Soal
Berdasarkan bacaan tentang etika berlalu lintas, jelaskan dalam satu sampai tiga kalimat mengapa pendidikan berlalu lintas perlu diberikan kepada para pelajar.

Bacaan

Senin, 22 November 2010

Pembelajaran Etika Berlalulintas

Oleh : KI SUGENG SUBAGYA

Kementerian Pendidikan Nasional bersama dengan Kepolisian Republik Indonesia segera
merealisasikan pendidikan berlalulintas dalam pendidikan nasional. Nota kesepahaman tentang
hal itu telah ditandatangani Mendiknas dengan Kapolri di Jakarta beberapa waktu lalu.

PERILAKU berlalulintas masyarakat
kita buruk. Cara menggunakan jalan
dalam berlalulintas adalah cermin
dari budaya bangsa. Kesantunan
dalam berlalu lintas yang dilakukan adalah
potret kepribadian diri yang sekaligus
menggambarkan budaya bangsa. Kalau
buruk cara kita berlalulintas maka buruklah
kepribadian kita dan secara kolektif
keburukan ini menggambarkan buruknya
budaya bangsa.

Salah satu indikator buruknya perilaku
berlalulintas adalah tingginya pelanggaran
terhadap norma-norma berlalulintas yang
ditunjukkan oleh perilaku berlalu lintas
yang tidak aman dan mengabaikan sopan
santun menggunakan jalan raya. Sebagai
akibat lanjutannya, angka korban kecelakaan
lalulintas dari tahun ketahun meningkat
seiring dengan tingginya angka kecelakaan
lalu lintas itu sendiri.

Menurut Kapolri, pada tahun 2007
terdapat 20.000 orang korban kecelakaan
lalulintas. Angka itu naik menjadi 20.188
orang pada tahun 2008. Tahun 2009, lebih
tinggi lagi angkanya, mendekati 21.000
orang. Lima persen dari jumlah korban
kecelakaan lalu lintas adalah pelajar dan
mahasiswa.

Untuk itu pendidikan berlalulintas perlu
diberikan kepada para pelajar, terutama
tentang etika berlalulintas. Hal ini tidak
semata untuk mengurangi angka korban
kecelakaan semata, tetapi yang lebih
penting adalah membangun karakter peserta didik

Strategi Pembelajaran

Di negara yang menganut azas tertib
berbangsa dan bernegara, cara berlalulintas
yang baik dan benar diajarkan di sekolah
sejak dini. Pendidikan berlalu lintas adalah
proses untuk melatih diri menghargai hakhak
orang lain, dan etika pergaulan
memanfaatkan fasilitas publik yang baik.
Kalau sejak kecil sudah tidak menghargai
hak-hak orang lain, dan tidak berpegang
pada etika dalam memperlakukan orang
lain, maka bukan tidak mungkin akan
menimbulkan perilaku yang biasa
mengambil hak-hak orang lain atau korup
kelak kemudian hari.

Meskipun anak-anak usia dini belum
tahu bahaya di jalan raya. Tetapi paling
tidak, ia faham betapa sakitnya terjatuh di
jalan. Lebih dari itu, menanamkan tingkah
laku tertib di jalan, sekaligus menanamkan
nilai tenggang rasa. Tidak hanya demi
keselamatan pribadi tetapi juga orang lain.
Memberi pengetahuan tentang etika
berlalu lintas sudah baik, tetapi belum cukup
untuk membenahi perilaku buruk berlalu
lintas. Oleh karena itu wujud pendidikan
etika berlalu lintas harus diperjelas.

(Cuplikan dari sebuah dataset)
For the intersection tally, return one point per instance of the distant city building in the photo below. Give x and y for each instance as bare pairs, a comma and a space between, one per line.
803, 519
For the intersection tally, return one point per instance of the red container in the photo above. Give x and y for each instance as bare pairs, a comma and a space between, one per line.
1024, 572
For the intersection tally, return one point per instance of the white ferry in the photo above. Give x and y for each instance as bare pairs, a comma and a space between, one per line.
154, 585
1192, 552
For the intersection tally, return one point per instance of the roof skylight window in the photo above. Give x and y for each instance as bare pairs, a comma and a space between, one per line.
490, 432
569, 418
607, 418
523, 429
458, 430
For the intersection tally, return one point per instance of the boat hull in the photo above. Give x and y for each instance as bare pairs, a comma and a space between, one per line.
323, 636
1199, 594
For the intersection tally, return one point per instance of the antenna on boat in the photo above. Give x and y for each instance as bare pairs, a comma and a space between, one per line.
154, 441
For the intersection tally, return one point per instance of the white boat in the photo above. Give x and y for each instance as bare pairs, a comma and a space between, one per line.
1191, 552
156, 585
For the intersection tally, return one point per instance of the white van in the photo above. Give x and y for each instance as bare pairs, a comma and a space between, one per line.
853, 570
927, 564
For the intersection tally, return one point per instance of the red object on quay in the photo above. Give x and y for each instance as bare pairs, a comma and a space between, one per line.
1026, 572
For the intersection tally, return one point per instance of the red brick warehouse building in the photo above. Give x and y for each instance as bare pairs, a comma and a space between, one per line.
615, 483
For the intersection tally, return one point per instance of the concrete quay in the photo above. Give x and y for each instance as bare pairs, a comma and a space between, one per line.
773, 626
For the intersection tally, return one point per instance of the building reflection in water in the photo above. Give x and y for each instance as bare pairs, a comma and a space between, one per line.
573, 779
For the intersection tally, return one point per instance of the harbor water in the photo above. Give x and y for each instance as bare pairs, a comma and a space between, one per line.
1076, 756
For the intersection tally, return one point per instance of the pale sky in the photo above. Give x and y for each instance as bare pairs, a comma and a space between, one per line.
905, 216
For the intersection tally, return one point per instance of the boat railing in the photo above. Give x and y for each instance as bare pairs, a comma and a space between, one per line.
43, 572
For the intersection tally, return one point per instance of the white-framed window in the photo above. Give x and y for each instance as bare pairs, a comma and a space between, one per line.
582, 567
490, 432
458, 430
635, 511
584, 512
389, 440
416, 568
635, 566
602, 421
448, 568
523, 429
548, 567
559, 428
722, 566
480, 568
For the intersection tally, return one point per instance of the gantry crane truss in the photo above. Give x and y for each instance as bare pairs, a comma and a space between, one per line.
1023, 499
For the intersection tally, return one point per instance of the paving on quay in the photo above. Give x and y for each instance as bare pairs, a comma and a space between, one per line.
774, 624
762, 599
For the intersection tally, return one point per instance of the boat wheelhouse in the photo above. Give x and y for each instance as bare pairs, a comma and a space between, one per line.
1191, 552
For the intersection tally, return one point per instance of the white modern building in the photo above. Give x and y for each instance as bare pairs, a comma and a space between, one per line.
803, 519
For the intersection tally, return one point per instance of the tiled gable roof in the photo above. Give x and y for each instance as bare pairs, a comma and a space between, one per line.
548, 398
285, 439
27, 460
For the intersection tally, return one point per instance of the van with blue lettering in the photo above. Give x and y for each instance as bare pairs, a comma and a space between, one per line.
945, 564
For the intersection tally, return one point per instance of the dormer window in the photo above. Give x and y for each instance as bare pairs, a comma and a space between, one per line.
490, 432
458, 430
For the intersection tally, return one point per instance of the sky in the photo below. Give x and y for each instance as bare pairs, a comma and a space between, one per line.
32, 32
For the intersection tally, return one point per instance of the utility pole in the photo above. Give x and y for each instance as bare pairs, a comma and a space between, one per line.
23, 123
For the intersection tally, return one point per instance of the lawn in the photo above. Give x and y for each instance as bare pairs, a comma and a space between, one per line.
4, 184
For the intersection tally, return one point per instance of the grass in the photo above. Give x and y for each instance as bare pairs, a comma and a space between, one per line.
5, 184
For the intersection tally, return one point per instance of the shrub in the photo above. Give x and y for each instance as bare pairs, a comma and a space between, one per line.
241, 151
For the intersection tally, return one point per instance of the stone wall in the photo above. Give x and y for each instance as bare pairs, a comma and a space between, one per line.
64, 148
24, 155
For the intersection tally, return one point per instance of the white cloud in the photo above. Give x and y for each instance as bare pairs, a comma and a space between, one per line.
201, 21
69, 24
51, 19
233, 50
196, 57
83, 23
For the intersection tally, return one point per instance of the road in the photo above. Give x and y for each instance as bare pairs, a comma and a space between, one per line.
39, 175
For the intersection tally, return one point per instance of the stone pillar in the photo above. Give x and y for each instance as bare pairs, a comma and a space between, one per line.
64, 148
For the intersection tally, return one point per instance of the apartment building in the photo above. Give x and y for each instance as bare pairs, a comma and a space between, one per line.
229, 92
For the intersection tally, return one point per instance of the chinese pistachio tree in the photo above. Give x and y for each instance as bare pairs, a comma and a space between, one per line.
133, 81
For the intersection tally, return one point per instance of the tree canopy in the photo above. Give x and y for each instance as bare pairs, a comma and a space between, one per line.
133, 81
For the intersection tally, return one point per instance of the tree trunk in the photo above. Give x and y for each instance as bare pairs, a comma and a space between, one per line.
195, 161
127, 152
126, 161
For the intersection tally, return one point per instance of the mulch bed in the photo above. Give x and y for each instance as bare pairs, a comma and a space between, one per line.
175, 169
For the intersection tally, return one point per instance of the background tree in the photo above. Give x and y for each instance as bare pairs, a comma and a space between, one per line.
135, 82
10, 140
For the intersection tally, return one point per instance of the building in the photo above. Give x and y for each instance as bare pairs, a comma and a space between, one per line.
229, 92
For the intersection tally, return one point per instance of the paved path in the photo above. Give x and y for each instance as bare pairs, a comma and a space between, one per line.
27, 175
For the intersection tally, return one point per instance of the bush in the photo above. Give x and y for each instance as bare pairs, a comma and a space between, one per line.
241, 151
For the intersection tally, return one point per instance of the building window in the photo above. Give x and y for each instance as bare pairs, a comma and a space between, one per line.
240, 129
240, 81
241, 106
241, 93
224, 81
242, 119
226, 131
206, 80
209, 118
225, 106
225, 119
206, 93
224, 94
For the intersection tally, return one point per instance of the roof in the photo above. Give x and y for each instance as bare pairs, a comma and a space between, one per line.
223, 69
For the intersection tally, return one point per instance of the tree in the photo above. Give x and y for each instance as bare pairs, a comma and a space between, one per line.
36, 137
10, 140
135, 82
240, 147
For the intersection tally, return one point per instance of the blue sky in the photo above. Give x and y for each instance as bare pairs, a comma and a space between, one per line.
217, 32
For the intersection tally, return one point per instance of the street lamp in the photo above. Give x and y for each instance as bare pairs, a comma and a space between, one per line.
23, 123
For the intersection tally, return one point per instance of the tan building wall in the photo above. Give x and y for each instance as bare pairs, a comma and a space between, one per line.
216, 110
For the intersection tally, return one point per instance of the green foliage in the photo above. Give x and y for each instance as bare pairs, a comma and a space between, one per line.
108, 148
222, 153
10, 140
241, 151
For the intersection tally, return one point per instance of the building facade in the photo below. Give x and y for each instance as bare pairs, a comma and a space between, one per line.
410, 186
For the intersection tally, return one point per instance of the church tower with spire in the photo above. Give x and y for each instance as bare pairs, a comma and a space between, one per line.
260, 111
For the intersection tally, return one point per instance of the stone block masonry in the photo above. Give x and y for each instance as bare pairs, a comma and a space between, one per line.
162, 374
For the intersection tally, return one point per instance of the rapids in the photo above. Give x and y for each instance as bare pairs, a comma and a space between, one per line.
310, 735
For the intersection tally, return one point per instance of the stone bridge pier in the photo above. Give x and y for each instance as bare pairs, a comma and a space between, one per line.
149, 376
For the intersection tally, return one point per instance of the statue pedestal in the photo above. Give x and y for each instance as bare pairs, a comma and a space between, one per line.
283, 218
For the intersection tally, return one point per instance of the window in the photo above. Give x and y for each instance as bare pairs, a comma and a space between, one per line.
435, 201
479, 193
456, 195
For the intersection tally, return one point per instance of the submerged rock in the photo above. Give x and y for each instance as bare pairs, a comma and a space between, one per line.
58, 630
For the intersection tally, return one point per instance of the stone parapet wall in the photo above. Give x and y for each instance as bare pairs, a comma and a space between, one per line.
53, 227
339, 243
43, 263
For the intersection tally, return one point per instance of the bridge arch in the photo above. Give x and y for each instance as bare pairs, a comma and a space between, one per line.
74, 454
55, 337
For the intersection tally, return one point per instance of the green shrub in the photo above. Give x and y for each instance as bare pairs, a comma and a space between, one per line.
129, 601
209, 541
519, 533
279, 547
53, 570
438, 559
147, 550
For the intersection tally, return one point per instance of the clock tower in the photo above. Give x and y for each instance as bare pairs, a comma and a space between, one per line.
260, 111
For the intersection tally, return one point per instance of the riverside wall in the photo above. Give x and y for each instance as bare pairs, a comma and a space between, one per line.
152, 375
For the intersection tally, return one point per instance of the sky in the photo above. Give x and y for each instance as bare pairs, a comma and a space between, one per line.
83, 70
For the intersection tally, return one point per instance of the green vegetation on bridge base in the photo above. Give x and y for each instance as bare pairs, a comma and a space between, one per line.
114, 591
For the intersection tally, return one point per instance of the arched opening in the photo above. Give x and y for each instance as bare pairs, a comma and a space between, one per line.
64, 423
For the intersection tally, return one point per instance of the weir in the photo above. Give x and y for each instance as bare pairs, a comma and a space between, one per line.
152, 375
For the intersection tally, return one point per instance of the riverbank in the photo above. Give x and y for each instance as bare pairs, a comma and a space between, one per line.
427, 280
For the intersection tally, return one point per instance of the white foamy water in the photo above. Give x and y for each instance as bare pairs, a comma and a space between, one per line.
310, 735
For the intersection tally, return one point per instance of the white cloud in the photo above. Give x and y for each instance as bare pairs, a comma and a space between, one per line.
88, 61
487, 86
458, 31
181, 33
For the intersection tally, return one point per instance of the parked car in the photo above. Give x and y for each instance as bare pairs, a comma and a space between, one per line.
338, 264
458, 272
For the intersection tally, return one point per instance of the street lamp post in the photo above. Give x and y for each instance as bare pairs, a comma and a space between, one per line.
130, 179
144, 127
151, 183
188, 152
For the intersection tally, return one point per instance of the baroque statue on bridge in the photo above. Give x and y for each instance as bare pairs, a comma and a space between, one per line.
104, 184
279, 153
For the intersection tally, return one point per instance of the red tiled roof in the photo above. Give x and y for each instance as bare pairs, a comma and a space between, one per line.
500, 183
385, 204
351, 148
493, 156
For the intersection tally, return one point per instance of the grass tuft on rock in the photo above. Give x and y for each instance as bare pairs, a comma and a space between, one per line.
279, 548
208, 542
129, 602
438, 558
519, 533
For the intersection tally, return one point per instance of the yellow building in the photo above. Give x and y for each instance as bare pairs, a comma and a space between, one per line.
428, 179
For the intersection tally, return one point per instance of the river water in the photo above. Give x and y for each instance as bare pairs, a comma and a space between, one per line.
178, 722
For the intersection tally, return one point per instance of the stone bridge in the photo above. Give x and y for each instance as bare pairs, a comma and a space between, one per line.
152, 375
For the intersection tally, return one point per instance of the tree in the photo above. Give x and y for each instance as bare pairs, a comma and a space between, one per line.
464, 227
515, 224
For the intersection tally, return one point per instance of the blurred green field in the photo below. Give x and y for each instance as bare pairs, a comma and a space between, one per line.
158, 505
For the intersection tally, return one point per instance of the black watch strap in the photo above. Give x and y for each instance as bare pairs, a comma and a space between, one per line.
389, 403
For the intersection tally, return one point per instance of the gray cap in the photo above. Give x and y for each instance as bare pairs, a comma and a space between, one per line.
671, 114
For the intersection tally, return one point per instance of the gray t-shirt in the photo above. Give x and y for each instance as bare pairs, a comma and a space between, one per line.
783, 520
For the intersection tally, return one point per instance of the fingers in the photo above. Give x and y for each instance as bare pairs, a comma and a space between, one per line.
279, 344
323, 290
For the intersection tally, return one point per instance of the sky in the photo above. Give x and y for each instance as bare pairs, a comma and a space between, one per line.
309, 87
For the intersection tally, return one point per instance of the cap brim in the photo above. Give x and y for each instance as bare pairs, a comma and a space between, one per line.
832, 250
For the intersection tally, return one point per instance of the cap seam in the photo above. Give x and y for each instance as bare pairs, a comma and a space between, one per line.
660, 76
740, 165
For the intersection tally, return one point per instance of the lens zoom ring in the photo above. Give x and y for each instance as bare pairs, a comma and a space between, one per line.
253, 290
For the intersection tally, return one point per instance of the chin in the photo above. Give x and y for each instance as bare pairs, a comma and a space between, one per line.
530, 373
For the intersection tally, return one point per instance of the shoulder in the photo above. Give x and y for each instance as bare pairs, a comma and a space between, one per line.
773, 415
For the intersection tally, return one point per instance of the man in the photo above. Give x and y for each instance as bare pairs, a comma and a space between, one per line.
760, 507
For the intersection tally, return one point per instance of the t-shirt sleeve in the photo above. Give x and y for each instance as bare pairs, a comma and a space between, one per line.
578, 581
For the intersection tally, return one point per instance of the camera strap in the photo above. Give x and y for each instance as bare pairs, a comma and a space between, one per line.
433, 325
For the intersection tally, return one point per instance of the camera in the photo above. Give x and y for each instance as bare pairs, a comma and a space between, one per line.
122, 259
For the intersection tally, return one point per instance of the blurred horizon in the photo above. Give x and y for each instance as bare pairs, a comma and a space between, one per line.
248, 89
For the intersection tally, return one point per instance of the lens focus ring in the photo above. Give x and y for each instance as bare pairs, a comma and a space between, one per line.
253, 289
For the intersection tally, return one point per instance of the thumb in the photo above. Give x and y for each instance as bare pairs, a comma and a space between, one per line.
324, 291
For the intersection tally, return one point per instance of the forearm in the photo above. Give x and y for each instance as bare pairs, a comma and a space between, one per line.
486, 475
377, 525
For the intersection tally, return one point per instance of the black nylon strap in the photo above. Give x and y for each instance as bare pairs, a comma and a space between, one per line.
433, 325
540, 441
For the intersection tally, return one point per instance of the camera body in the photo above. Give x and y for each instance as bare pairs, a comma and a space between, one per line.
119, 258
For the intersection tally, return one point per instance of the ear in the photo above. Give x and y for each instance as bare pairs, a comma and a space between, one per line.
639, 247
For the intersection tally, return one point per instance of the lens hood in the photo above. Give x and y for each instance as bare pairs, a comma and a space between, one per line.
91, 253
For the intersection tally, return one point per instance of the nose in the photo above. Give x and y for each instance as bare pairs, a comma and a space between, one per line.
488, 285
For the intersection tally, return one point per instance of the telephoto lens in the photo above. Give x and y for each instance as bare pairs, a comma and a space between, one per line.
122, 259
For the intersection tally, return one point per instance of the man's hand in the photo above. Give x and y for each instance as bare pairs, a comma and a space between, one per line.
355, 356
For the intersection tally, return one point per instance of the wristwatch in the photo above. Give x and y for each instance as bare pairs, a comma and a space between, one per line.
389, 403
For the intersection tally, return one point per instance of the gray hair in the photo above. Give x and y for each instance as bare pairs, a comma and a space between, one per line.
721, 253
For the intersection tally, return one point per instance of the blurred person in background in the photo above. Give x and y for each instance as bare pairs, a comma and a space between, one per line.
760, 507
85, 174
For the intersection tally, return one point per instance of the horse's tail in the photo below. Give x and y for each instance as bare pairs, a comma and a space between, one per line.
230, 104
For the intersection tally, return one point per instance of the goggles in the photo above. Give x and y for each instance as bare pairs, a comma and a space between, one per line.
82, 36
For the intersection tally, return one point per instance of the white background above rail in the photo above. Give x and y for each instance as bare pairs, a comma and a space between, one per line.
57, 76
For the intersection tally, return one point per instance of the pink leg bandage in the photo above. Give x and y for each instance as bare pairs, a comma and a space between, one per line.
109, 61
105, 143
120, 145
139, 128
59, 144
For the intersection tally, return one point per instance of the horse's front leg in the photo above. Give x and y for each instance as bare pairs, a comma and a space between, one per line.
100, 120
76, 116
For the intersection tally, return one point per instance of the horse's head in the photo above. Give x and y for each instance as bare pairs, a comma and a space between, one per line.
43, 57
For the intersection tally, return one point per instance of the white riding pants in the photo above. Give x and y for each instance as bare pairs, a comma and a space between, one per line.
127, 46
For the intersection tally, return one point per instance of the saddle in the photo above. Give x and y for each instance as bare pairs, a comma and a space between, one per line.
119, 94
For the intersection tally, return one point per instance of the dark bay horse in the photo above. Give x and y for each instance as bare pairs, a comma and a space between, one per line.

Jawaban
Jumlah korban kecelakaan lalu lintas terus meningkat dari tahun ke tahun, dari 20.000 orang pada 2007 hingga mendekati 21.000 orang pada 2009, dan lima persen di antaranya adalah pelajar dan mahasiswa. Namun, pendidikan ini tidak semata-mata untuk mengurangi angka korban. Yang lebih penting adalah membangun karakter peserta didik.